• **Excerpt provided**:
|---|

Jerry Jaggars Memorial Stakes Added to Will Rogers Downs' Schedule
The 350-yard, $35,000-added race will be run on November 5.
October 16, 2016
Oklahoma Quarter Horse Racing Association
The Oklahoma Quarter Horse Racing Association and Will Rogers Downs has announced the addition of a stakes race to the track's fall schedule, the 350-yard, $35,000-added Jerry Jaggars Memorial Stakes, which is scheduled for November 5.
"This is a fully sponsored race and will provide an excellent black type opportunity for 3-and-up horses late in the year in Oklahoma," said OQHRA executive director Debbie Schauf. "Because it is a late addition to the book, we need your help in getting the word out so we have a good field of horses nominate.
The entry fee will be $250, with allowance winners preferred. However, if the race should overfill with allowance winners, those with the most 2015-16 earnings will be preferred. Nominations will close October 26, with entries to be taken on October 28.
The added money for this race has been donated by friends of Dr. Jerry Jaggars as a tribute to his memory.
"We hope to make this race an annual feature in the Will Rogers Stakes schedule," Schauf said.
A brother of Jo Rice from Pryor, Oklahoma, Dr. Jaggars had a veterinary clinic in Sapulpa. His dream was always to be a racetrack vet. After graduating from the Oklahoma State University School of Veterinary Medicine, he spent his early years in California interning with veterinarians at Los Alamitos so he would one day be prepared for when pari-mutuel racing passed in Oklahoma.

|---|

• **Data section**:
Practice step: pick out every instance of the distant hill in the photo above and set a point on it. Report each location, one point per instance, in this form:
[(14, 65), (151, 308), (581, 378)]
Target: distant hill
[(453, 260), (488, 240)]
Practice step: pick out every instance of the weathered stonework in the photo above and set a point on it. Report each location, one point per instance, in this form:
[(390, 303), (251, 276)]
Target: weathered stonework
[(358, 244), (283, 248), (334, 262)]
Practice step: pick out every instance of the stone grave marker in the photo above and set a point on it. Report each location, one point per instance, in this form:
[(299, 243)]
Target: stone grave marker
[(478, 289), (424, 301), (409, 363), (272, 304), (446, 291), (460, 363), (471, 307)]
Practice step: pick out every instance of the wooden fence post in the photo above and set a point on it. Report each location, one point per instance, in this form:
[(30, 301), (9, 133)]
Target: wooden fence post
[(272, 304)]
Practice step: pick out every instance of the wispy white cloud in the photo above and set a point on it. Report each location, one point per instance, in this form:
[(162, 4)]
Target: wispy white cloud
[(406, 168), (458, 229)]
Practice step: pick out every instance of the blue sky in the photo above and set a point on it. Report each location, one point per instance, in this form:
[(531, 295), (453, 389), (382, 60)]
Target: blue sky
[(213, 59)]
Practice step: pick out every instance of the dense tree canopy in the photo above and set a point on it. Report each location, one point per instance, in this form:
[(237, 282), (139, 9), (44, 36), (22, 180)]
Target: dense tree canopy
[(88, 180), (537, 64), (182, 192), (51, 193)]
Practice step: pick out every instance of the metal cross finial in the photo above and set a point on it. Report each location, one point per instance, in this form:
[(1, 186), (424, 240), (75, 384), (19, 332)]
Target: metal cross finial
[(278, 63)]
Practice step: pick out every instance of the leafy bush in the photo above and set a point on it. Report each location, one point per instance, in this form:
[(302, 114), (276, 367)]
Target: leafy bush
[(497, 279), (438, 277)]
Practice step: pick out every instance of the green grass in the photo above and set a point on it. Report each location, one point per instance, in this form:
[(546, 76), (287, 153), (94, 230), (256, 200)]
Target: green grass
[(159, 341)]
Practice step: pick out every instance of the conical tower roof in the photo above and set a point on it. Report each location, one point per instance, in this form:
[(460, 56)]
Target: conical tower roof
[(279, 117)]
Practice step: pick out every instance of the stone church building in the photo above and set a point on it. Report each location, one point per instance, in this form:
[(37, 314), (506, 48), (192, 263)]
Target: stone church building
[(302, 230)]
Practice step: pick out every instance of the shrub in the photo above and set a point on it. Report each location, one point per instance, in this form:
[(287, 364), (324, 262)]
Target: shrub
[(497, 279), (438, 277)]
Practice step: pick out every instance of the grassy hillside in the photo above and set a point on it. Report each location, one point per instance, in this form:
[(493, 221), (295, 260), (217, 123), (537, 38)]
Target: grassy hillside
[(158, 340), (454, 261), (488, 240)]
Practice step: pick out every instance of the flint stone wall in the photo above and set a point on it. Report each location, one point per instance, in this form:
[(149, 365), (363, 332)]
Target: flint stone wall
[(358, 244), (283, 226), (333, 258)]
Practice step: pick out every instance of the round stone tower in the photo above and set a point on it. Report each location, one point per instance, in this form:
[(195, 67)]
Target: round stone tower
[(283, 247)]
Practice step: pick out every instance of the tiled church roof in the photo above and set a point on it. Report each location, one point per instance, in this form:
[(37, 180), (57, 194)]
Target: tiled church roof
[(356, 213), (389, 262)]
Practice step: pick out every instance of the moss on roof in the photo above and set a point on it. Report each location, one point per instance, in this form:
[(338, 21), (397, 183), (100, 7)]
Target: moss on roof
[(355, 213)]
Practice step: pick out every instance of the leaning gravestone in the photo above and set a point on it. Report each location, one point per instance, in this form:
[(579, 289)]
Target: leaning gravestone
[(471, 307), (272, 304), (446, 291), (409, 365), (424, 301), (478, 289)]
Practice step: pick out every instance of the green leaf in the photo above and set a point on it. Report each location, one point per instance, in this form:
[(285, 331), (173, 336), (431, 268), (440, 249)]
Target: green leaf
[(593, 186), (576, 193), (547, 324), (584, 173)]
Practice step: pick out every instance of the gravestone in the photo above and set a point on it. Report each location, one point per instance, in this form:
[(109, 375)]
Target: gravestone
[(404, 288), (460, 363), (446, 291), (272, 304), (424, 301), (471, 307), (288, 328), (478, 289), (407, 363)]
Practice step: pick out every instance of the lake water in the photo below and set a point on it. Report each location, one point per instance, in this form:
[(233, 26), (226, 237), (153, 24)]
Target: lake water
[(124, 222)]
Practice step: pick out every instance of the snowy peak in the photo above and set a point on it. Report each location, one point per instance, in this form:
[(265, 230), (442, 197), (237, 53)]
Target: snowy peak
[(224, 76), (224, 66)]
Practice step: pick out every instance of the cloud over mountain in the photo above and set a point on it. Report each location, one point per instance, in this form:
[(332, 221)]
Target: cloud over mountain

|---|

• **Tasks and exercises**:
A: Extract the stretch of the race announcement from "The entry fee" through "passed in Oklahoma.".
B: Answer these questions using the race announcement:
(i) What is the entry fee for the race?
(ii) On what date will nominations close?
(iii) In what town did Dr. Jaggars have his veterinary clinic?

• **Expected responses**:
A:
The entry fee will be $250, with allowance winners preferred. However, if the race should overfill with allowance winners, those with the most 2015-16 earnings will be preferred. Nominations will close October 26, with entries to be taken on October 28.
The added money for this race has been donated by friends of Dr. Jerry Jaggars as a tribute to his memory.
"We hope to make this race an annual feature in the Will Rogers Stakes schedule," Schauf said.
A brother of Jo Rice from Pryor, Oklahoma, Dr. Jaggars had a veterinary clinic in Sapulpa. His dream was always to be a racetrack vet. After graduating from the Oklahoma State University School of Veterinary Medicine, he spent his early years in California interning with veterinarians at Los Alamitos so he would one day be prepared for when pari-mutuel racing passed in Oklahoma.

B:
(i) $250
(ii) October 26
(iii) Sapulpa